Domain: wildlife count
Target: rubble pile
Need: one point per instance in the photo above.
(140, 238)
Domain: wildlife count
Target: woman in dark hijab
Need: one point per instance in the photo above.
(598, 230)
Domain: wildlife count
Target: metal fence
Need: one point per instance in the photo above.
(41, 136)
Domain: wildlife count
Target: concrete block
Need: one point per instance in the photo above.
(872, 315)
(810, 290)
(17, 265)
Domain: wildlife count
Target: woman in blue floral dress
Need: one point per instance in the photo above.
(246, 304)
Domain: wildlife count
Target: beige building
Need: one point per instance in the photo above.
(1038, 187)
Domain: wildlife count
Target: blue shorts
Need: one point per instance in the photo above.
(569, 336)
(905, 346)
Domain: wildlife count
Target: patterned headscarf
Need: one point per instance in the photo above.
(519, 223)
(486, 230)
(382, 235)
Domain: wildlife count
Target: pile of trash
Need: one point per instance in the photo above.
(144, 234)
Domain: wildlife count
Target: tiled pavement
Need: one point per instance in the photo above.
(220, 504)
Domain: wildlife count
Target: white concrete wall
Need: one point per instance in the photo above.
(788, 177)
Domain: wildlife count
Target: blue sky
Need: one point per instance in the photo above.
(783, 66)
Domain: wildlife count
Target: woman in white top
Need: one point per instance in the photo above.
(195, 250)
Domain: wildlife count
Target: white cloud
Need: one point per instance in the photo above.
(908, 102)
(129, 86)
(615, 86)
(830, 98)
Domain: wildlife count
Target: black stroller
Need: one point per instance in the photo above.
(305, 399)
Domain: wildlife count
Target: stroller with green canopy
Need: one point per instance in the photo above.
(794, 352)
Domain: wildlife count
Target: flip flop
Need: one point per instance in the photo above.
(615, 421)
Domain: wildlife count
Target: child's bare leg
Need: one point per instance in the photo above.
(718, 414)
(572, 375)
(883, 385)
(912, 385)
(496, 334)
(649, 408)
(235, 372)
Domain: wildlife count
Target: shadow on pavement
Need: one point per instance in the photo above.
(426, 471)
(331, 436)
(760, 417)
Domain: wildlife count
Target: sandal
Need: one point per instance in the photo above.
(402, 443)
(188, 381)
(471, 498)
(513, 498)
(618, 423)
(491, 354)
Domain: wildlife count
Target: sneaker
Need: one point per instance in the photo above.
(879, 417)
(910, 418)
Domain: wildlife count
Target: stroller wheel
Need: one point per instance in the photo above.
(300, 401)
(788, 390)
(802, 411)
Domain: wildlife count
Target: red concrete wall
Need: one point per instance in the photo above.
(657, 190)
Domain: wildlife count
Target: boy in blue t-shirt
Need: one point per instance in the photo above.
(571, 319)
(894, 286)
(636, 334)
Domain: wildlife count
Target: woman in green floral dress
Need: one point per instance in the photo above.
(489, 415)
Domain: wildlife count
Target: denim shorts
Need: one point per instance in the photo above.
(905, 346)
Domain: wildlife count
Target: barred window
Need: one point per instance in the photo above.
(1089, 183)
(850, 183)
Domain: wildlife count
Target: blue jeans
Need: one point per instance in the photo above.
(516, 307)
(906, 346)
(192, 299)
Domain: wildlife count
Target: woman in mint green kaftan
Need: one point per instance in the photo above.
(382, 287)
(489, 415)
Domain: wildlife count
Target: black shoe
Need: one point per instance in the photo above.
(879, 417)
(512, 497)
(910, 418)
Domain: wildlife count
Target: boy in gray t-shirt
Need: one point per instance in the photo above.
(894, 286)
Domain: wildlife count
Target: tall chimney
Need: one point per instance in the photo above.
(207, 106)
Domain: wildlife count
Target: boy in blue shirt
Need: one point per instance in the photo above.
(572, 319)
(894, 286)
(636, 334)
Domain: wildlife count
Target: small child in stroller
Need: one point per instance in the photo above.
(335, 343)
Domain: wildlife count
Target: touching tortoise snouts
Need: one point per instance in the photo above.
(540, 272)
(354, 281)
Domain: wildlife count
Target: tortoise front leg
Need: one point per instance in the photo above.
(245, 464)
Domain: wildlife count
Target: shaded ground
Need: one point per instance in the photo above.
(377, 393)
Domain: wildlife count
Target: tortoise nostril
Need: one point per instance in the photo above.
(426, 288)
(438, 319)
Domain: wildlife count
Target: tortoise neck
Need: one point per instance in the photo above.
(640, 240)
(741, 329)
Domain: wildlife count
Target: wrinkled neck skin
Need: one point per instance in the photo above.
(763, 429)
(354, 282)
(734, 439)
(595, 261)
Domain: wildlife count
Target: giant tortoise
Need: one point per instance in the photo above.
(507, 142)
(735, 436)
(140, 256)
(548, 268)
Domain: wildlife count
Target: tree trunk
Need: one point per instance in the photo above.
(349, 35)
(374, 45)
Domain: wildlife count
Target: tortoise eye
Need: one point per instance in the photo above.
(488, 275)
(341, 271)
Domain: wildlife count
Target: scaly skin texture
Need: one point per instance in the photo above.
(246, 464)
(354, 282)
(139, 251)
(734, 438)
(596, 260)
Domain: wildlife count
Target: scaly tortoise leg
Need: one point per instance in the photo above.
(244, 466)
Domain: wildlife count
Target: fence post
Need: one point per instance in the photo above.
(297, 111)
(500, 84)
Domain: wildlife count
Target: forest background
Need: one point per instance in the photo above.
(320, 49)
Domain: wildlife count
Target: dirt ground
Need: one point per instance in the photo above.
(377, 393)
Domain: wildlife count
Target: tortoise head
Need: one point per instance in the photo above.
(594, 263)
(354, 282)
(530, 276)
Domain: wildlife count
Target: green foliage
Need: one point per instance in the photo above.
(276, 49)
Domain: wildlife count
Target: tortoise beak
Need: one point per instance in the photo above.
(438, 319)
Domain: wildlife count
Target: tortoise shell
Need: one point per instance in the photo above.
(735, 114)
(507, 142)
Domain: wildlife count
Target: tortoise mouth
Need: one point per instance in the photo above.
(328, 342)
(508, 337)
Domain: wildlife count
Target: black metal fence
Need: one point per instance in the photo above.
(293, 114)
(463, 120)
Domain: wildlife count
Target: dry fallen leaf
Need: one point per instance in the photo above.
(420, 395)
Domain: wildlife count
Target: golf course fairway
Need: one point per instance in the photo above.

# # #

**DIRECTIVE:**
Rewrite the stretch of lines from the first line through the one containing "(1038, 187)", changing "concrete block" to "cinder block" and keeping everything else as it is. Return only those lines.

**CORRECT RESULT:**
Domain: wildlife count
Target: rubble pile
Need: one point per instance in the photo above.
(140, 238)
Domain: wildlife count
Target: woman in dark hijab
Need: one point per instance in the photo above.
(598, 230)
Domain: wildlife count
Target: metal fence
Need: one point per instance in the photo above.
(41, 136)
Domain: wildlife count
Target: cinder block
Need: one point per instance in the photo above.
(872, 315)
(810, 290)
(17, 265)
Domain: wildlife count
Target: woman in blue floral dress
Need: one point per instance in the photo above.
(246, 304)
Domain: wildlife count
Target: beige building
Need: one point per instance in the photo above.
(1038, 187)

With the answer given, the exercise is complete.